* PROBLEMS AND TASKS:
1. Reproduce the passage on Nintendo and Let's Play videos from "Let’s Play! Or" up to and including "doesn’t hurt anyone.", switching "TwitchTV" to "Twitch".
2. Pick up the passage on Nintendo and Let's Play videos right after its last sentence and carry it further.
PAGE EXCERPT section start
Nintendo has, in its infinite wisdom, decided to declare war on the fans who dare to post videos of themselves playing Nintendo games. Not only is this a terrible decision in terms of a rich corporation making money off its fans, it may not have any basis in copyright law.
Let’s Play! Or Not
People have been posting videos of themselves playing video games for since the dawn of online video. Some people even play games for others to watch live on the likes of TwitchTV. And they get viewers watching regularly.
On YouTube people post videos of themselves gaming, along with an added commentary revealing their thoughts on the game and/or tips and strategies for beating certain parts. It’s all good clean fun that doesn’t hurt anyone.
However, Nintendo has decided this practice is hurting its bottom line, and is therefore claiming ownership of the Let’s Play series of video game videos. It doesn’t want these videos taken down, but it does want any and all money made from the videos to flow to Nintendo HQ.
Why This Decision Sucks
This is a truly bizarre and illogical decision. For starters it’s a bad PR move. Nintendo is pitting itself against its biggest fans, the ones willing to pay lots of money to buy the systems and the games needed to film themselves playing them.
PAGE EXCERPT section end
PROVIDED INFORMATION section start
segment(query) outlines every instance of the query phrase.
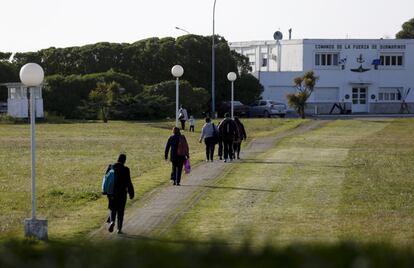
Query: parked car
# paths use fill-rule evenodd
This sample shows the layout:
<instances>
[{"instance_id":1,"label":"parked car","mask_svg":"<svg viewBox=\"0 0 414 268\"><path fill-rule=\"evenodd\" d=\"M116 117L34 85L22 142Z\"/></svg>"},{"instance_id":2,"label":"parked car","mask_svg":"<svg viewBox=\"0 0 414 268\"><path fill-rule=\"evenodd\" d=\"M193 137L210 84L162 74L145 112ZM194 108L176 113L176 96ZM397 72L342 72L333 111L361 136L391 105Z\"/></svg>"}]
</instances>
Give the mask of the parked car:
<instances>
[{"instance_id":1,"label":"parked car","mask_svg":"<svg viewBox=\"0 0 414 268\"><path fill-rule=\"evenodd\" d=\"M284 103L272 100L259 100L250 105L250 116L271 117L278 115L283 118L286 115L286 110L287 107Z\"/></svg>"},{"instance_id":2,"label":"parked car","mask_svg":"<svg viewBox=\"0 0 414 268\"><path fill-rule=\"evenodd\" d=\"M225 113L231 113L231 102L225 101L221 102L217 106L217 114L219 117L223 117ZM235 116L249 116L250 106L241 103L240 101L233 101L233 113Z\"/></svg>"},{"instance_id":3,"label":"parked car","mask_svg":"<svg viewBox=\"0 0 414 268\"><path fill-rule=\"evenodd\" d=\"M7 113L7 102L0 102L0 113Z\"/></svg>"}]
</instances>

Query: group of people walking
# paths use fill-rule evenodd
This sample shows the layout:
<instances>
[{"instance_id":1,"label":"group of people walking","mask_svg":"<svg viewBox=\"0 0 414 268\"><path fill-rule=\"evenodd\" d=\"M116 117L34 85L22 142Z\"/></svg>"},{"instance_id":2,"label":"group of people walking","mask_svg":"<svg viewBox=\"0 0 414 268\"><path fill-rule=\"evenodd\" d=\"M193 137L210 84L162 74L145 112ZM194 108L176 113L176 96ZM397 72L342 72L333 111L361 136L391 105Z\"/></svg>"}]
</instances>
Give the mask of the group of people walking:
<instances>
[{"instance_id":1,"label":"group of people walking","mask_svg":"<svg viewBox=\"0 0 414 268\"><path fill-rule=\"evenodd\" d=\"M186 112L185 112L186 113ZM187 117L188 115L185 115ZM244 125L237 117L230 118L226 113L225 118L216 126L209 117L206 117L205 124L201 129L199 142L204 140L206 146L206 161L214 161L214 151L218 144L218 156L224 162L232 161L233 159L240 159L240 146L243 140L246 140L246 130ZM184 117L184 118L185 118ZM184 119L183 118L183 119ZM185 121L182 122L182 129L185 129ZM192 122L192 131L194 131L194 121ZM190 130L191 131L191 130ZM179 186L181 182L181 175L183 165L186 160L189 160L189 146L184 135L178 127L173 128L173 134L168 138L165 145L164 158L172 164L171 180L173 185ZM122 234L122 226L124 220L124 211L129 195L130 199L134 198L134 186L131 182L129 168L125 166L126 155L120 154L115 164L109 165L106 173L113 170L115 173L115 181L113 193L107 194L109 217L107 223L109 224L108 231L113 232L115 222L117 223L117 232Z\"/></svg>"},{"instance_id":2,"label":"group of people walking","mask_svg":"<svg viewBox=\"0 0 414 268\"><path fill-rule=\"evenodd\" d=\"M243 140L246 140L246 130L238 117L230 118L229 114L224 115L224 119L214 125L210 118L206 118L206 123L201 129L199 142L204 139L206 145L206 161L214 161L214 150L218 144L218 156L224 162L240 159L240 147Z\"/></svg>"}]
</instances>

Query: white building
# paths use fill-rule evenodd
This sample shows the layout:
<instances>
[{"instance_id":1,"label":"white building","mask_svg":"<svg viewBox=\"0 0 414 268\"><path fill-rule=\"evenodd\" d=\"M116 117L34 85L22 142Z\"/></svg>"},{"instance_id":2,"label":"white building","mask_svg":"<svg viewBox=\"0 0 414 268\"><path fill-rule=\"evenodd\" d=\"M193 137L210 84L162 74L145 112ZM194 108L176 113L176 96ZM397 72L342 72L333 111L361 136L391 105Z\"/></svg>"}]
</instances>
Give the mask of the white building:
<instances>
[{"instance_id":1,"label":"white building","mask_svg":"<svg viewBox=\"0 0 414 268\"><path fill-rule=\"evenodd\" d=\"M17 118L29 117L29 98L27 87L22 83L5 83L7 87L7 114ZM36 117L44 117L42 87L34 89Z\"/></svg>"},{"instance_id":2,"label":"white building","mask_svg":"<svg viewBox=\"0 0 414 268\"><path fill-rule=\"evenodd\" d=\"M251 41L230 47L249 58L264 86L263 99L287 103L286 95L296 92L293 79L313 70L319 80L308 112L329 113L334 104L352 113L414 112L414 39Z\"/></svg>"}]
</instances>

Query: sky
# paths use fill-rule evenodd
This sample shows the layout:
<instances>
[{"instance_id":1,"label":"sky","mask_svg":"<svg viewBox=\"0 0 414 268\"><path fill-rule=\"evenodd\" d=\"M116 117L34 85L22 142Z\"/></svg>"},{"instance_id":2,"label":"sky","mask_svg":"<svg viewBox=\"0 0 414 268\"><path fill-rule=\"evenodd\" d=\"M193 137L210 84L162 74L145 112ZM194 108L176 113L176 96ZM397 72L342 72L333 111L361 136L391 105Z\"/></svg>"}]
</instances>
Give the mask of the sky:
<instances>
[{"instance_id":1,"label":"sky","mask_svg":"<svg viewBox=\"0 0 414 268\"><path fill-rule=\"evenodd\" d=\"M215 33L229 42L394 38L414 0L216 0ZM2 0L0 51L26 52L149 37L211 35L214 0Z\"/></svg>"}]
</instances>

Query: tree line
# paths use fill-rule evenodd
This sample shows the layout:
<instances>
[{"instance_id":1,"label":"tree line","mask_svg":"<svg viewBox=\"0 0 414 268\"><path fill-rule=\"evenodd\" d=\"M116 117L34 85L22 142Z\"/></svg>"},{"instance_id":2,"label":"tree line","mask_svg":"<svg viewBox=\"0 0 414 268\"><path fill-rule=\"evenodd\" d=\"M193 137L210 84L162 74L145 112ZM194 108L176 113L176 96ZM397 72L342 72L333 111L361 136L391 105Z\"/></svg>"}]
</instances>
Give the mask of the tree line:
<instances>
[{"instance_id":1,"label":"tree line","mask_svg":"<svg viewBox=\"0 0 414 268\"><path fill-rule=\"evenodd\" d=\"M109 118L174 117L171 67L180 64L184 68L180 103L200 115L209 111L211 103L211 38L189 34L131 44L51 47L16 53L12 59L10 52L0 52L0 83L19 81L21 66L35 62L46 74L43 98L48 112L66 118L96 118L102 116L104 105ZM230 50L221 36L215 36L215 43L216 103L230 99L228 72L238 73L235 99L250 103L260 98L263 87L249 74L248 58ZM5 94L0 91L0 100L7 98Z\"/></svg>"}]
</instances>

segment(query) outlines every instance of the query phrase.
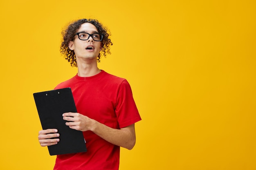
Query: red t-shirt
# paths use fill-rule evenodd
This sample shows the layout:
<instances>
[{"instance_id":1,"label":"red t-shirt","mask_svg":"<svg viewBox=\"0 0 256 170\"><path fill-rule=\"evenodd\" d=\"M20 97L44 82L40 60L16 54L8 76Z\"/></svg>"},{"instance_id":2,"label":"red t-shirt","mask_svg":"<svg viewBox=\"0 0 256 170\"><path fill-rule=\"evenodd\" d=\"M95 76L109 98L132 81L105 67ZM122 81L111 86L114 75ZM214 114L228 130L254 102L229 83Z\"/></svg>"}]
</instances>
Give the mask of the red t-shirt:
<instances>
[{"instance_id":1,"label":"red t-shirt","mask_svg":"<svg viewBox=\"0 0 256 170\"><path fill-rule=\"evenodd\" d=\"M102 70L90 77L77 75L55 89L70 87L77 112L112 128L141 120L130 86L123 78ZM117 170L120 147L90 131L83 132L87 152L57 155L55 170Z\"/></svg>"}]
</instances>

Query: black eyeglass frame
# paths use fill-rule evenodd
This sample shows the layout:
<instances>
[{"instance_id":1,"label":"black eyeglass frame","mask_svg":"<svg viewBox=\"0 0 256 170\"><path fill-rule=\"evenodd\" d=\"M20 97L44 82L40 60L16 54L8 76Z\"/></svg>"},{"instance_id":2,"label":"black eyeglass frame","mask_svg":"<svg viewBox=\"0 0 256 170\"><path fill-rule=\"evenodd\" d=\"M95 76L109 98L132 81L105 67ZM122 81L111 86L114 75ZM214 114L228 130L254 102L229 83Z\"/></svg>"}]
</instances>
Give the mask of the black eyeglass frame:
<instances>
[{"instance_id":1,"label":"black eyeglass frame","mask_svg":"<svg viewBox=\"0 0 256 170\"><path fill-rule=\"evenodd\" d=\"M88 38L87 38L86 40L82 40L82 39L81 39L80 38L80 37L79 37L79 34L80 34L80 33L83 33L83 34L88 34L89 35L89 36L88 36ZM100 35L100 38L100 38L100 40L94 40L94 38L93 38L93 36L94 34L97 34L97 35ZM102 35L101 34L99 34L99 33L94 33L93 34L89 34L89 33L87 33L80 32L80 33L77 33L76 34L76 35L77 35L77 36L78 36L78 38L79 38L79 40L83 40L83 41L86 41L87 40L88 40L90 38L90 37L91 37L92 38L92 39L94 40L95 41L101 41L102 40L102 39L103 39L103 35Z\"/></svg>"}]
</instances>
PROVIDED INFORMATION section end
* RESPONSES BY ITEM NUMBER:
1.
Let’s Play! Or Not
People have been posting videos of themselves playing video games for since the dawn of online video. Some people even play games for others to watch live on the likes of Twitch. And they get viewers watching regularly.
On YouTube people post videos of themselves gaming, along with an added commentary revealing their thoughts on the game and/or tips and strategies for beating certain parts. It’s all good clean fun that doesn’t hurt anyone.

2.
This move will also put people off making Let’s Play videos, which will kill the free viral advertising potential each one possesses. Some have been watched by millions of people, who then may be so taken with the game on show they’ll buy it for themselves.
Finally, and most importantly, the legal basis of this move is in question. Nintendo owns the rights to the games, but it doesn’t own the rights to everything else.
Not only is each playthrough different, the addition of a commentary by the game potentially makes these videos qualify as “fair use” because of the transformative qualities added by the uploader.
Sony and Microsoft have both revealed next-gen consoles which let you record snippets of gameplay and upload them to YouTube. And yet Nintendo wants to go against the grain and take control of user-generated content advertising its wares. This does not make any sense whatsoever.